**Tâche à réaliser:**
Dans le récit de randonnée ci-dessous, relevez toutes les indications temporelles, sous la forme où elles figurent.

**Texte à lire:**
......

Bonjour!
Je voudrais vous raconter une anecdote de randonnée pour avoir votre avis : pensez-vous que je risquais gros ou non?
Voilà l'affaire: cet été je suis partie faire le pélé de St Jacques de Compostelle. A force de lire des récits de gens qui traversent la moitié de la Russie en décembre en pyjamas de toile et chaînes aux pieds, et qui s'en sortent vivants, j'ai du mal à m'inquiéter pour ce genre de randonnée hyper balisées où on ne risque pas vraiment de se retrouver en situation extrême (enfin sauf si on s'y place soi-même, c'est vrai...). Pour vous dire dans quel état d'esprit j'étais, j'ai fait mon sac le matin-même, je suis partie sans sac de couchage ni vêtement contre la pluie (ni bien d'autres choses encore). J'avais bien envie de tenter l'expérience en partant à l'arrache comme ça.

......

**Entrées:**
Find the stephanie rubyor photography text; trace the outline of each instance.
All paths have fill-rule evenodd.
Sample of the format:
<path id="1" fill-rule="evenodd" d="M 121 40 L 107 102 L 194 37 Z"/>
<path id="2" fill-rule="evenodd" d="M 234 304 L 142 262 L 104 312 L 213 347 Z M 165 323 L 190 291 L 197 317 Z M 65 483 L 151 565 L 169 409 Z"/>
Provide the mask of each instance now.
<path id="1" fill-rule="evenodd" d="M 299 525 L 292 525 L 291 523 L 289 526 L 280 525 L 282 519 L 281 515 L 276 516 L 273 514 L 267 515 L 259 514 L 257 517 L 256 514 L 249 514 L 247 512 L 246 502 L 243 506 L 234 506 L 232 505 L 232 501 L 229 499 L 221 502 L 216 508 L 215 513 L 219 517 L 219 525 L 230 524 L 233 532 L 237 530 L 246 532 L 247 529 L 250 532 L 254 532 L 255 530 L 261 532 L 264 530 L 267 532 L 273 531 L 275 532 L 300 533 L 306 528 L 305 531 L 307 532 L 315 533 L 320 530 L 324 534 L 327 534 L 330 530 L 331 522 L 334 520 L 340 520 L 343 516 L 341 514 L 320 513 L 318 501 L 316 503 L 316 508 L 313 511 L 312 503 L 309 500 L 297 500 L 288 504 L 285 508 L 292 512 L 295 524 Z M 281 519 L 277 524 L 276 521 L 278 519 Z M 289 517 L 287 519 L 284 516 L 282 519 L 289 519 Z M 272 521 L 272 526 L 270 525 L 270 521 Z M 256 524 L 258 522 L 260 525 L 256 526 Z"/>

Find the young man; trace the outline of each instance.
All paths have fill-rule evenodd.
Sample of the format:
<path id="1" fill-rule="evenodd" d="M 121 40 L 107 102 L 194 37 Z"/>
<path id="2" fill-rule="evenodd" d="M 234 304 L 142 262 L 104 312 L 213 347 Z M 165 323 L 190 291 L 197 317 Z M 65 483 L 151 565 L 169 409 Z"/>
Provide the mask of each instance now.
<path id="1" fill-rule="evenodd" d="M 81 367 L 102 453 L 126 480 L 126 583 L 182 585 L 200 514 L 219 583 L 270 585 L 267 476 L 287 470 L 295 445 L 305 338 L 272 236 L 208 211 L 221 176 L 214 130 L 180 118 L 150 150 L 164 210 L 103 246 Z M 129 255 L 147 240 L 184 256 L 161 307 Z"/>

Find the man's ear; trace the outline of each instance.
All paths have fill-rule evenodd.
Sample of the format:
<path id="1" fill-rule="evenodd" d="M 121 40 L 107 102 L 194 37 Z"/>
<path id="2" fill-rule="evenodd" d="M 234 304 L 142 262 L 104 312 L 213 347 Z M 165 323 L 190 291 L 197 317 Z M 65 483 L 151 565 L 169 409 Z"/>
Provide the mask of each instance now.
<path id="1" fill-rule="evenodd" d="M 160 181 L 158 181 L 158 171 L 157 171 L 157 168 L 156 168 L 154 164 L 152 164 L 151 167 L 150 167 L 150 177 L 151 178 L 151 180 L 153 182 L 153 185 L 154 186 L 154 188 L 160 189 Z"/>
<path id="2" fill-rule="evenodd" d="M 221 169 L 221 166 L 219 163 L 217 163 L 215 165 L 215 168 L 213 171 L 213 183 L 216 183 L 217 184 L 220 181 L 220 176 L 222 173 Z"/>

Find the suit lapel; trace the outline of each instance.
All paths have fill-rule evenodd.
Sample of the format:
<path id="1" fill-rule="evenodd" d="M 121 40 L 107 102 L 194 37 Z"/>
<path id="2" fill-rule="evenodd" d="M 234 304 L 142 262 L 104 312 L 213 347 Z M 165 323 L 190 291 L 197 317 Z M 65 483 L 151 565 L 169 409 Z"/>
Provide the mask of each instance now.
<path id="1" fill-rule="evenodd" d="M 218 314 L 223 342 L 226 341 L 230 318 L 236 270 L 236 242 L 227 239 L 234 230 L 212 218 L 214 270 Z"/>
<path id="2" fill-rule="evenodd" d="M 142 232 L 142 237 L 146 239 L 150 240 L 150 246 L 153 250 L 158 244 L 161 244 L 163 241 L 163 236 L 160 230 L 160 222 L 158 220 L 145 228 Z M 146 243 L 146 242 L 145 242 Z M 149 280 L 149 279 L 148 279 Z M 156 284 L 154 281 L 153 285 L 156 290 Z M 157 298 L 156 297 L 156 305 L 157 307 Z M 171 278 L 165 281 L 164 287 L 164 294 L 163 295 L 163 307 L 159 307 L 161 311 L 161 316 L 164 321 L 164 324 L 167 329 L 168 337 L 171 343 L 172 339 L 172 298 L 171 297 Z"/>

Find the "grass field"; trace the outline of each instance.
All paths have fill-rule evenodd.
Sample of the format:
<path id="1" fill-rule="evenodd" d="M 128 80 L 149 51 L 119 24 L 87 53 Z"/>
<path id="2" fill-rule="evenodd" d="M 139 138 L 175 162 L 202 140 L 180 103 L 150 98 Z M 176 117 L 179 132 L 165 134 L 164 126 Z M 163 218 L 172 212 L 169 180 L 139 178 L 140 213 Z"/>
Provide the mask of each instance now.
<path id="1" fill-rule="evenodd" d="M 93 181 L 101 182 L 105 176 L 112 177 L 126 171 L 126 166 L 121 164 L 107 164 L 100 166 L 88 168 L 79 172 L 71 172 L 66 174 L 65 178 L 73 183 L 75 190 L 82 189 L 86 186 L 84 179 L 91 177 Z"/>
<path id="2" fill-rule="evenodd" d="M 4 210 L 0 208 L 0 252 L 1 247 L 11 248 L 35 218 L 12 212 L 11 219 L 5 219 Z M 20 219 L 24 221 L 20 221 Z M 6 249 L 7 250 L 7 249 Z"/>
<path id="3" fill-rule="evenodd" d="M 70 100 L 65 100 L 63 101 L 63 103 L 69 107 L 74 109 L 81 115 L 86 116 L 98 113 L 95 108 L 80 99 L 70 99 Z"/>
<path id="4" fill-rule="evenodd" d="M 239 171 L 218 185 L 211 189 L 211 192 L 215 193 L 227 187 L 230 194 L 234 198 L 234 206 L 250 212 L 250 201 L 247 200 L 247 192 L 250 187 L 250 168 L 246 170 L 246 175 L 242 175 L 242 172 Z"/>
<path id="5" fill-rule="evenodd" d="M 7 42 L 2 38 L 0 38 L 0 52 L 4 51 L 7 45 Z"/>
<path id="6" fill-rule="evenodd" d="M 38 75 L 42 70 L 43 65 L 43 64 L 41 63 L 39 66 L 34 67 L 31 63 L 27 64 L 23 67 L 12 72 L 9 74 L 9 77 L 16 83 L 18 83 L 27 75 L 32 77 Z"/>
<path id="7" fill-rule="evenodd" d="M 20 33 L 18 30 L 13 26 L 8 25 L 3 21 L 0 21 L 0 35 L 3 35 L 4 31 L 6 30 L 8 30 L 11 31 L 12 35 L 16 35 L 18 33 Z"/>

......

**Résultat final:**
cet été
en décembre
le matin-même